*Exercise requirements*. Show every line of the records that contains the word "blade".

--- START OF Material for the task ---

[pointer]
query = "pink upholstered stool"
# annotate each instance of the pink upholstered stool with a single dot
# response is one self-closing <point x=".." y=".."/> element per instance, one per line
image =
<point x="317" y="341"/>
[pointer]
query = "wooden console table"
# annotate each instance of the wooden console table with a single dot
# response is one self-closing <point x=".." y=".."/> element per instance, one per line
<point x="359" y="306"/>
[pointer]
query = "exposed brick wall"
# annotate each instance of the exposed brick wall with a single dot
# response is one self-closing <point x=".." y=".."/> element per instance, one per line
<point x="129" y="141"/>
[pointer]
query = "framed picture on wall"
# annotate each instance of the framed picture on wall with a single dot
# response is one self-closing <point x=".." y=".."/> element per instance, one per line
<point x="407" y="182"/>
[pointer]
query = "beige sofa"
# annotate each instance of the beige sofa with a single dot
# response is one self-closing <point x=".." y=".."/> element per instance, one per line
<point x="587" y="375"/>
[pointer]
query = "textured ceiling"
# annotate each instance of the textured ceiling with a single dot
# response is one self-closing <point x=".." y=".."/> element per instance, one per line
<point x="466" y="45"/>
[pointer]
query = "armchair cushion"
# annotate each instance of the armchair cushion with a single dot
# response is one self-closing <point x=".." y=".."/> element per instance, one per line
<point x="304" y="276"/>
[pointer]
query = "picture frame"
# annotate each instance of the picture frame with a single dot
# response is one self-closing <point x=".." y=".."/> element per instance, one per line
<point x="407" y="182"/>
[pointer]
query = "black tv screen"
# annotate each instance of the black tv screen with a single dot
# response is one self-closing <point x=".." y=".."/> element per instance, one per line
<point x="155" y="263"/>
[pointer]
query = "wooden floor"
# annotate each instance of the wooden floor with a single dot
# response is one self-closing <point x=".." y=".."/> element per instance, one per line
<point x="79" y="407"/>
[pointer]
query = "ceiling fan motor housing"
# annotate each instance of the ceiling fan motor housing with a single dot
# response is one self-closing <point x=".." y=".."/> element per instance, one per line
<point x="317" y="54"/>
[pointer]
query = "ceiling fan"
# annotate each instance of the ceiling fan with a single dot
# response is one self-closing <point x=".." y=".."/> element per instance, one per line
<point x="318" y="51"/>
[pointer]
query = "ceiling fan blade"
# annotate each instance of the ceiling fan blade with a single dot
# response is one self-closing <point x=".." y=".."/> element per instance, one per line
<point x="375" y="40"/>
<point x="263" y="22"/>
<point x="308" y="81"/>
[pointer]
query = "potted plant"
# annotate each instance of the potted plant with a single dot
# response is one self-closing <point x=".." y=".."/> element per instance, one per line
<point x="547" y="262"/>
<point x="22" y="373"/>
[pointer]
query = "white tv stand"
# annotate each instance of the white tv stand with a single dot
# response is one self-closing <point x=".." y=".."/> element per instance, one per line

--- END OF Material for the task ---

*Exercise output*.
query = "ceiling fan blade"
# annotate each instance of the ceiling fan blade with a single dot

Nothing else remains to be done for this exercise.